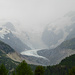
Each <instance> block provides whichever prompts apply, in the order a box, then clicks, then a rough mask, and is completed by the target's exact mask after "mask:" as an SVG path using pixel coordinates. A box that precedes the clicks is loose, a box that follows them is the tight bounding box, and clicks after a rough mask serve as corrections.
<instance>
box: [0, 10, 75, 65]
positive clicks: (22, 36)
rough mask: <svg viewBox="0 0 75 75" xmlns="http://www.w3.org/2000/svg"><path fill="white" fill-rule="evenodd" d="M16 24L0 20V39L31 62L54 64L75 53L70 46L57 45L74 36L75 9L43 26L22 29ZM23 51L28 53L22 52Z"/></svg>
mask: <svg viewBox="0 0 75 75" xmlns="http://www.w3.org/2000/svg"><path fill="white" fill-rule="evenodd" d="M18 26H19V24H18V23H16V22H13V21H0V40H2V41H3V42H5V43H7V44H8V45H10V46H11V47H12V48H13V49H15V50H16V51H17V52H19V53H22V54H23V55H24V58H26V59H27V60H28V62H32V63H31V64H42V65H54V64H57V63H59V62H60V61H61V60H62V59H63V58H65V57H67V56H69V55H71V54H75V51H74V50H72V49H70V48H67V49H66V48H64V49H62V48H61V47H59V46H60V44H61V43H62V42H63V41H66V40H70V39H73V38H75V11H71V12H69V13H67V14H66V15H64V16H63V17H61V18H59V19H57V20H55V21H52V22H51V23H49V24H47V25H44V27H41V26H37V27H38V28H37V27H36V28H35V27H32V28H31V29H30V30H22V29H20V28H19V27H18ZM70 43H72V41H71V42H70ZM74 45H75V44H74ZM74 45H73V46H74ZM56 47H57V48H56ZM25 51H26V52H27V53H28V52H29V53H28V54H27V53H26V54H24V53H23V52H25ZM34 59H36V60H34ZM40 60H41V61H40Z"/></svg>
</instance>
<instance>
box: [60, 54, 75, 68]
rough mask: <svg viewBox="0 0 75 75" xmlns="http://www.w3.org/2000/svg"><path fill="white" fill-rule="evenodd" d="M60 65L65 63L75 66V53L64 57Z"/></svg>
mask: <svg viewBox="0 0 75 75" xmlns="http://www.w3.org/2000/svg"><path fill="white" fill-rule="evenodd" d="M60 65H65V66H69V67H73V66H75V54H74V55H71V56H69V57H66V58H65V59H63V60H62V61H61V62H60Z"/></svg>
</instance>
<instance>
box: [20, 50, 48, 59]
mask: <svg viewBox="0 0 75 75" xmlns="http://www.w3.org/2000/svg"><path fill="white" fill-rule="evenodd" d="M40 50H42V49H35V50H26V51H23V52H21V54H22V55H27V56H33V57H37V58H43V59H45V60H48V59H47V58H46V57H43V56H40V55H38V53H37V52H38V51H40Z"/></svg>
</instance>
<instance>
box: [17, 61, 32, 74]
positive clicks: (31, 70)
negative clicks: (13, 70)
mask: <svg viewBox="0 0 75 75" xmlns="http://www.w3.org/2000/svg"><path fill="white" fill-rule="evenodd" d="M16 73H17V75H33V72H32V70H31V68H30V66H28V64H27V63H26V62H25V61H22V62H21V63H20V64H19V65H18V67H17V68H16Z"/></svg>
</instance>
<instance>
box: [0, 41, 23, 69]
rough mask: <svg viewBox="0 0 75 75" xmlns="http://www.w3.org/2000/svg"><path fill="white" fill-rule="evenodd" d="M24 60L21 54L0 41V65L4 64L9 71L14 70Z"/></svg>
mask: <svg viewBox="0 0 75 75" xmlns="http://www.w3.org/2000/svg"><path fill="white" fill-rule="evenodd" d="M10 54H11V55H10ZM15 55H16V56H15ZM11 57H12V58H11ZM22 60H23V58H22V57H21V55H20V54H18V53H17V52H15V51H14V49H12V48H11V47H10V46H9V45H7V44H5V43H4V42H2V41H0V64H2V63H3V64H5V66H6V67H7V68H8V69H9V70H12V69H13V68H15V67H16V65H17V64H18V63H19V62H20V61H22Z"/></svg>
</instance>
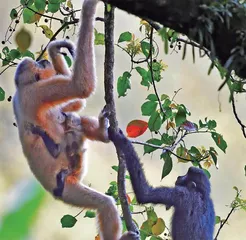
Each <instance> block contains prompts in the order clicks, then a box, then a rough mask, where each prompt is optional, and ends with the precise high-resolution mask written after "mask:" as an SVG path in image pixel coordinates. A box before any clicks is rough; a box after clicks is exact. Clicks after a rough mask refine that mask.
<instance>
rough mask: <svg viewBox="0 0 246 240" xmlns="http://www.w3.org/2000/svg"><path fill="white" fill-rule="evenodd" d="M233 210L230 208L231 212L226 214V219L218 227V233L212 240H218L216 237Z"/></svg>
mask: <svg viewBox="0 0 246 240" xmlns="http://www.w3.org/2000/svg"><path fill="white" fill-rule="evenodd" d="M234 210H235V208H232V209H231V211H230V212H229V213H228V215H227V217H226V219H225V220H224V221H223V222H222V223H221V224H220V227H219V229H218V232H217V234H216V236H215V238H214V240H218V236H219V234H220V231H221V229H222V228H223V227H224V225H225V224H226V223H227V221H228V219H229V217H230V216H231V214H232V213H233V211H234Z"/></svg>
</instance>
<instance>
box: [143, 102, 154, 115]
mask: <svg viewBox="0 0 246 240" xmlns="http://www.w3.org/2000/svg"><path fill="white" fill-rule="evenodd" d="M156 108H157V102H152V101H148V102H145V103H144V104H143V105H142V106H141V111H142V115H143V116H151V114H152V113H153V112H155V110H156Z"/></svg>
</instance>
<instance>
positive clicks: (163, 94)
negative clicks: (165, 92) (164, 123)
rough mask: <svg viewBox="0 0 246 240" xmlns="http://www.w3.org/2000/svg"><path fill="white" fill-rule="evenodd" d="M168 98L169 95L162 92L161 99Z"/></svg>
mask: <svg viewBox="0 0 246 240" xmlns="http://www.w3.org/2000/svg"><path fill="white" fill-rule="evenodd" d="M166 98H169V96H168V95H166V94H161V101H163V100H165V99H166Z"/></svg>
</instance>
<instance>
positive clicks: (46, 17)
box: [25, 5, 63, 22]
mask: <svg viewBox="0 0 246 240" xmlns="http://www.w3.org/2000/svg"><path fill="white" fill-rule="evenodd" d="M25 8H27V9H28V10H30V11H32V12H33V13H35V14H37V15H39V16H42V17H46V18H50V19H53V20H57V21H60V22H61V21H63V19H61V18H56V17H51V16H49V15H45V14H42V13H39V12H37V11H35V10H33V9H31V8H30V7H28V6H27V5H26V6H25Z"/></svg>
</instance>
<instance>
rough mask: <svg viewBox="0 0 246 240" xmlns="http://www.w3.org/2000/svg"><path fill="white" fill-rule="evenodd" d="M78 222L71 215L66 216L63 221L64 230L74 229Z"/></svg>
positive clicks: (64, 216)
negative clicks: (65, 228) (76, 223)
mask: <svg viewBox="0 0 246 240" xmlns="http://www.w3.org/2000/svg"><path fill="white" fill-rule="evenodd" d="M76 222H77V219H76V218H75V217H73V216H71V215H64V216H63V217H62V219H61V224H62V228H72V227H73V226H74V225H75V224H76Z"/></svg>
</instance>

-*-

Count the lines above that contain the string "block", and reply with only that number.

§ **Task response**
2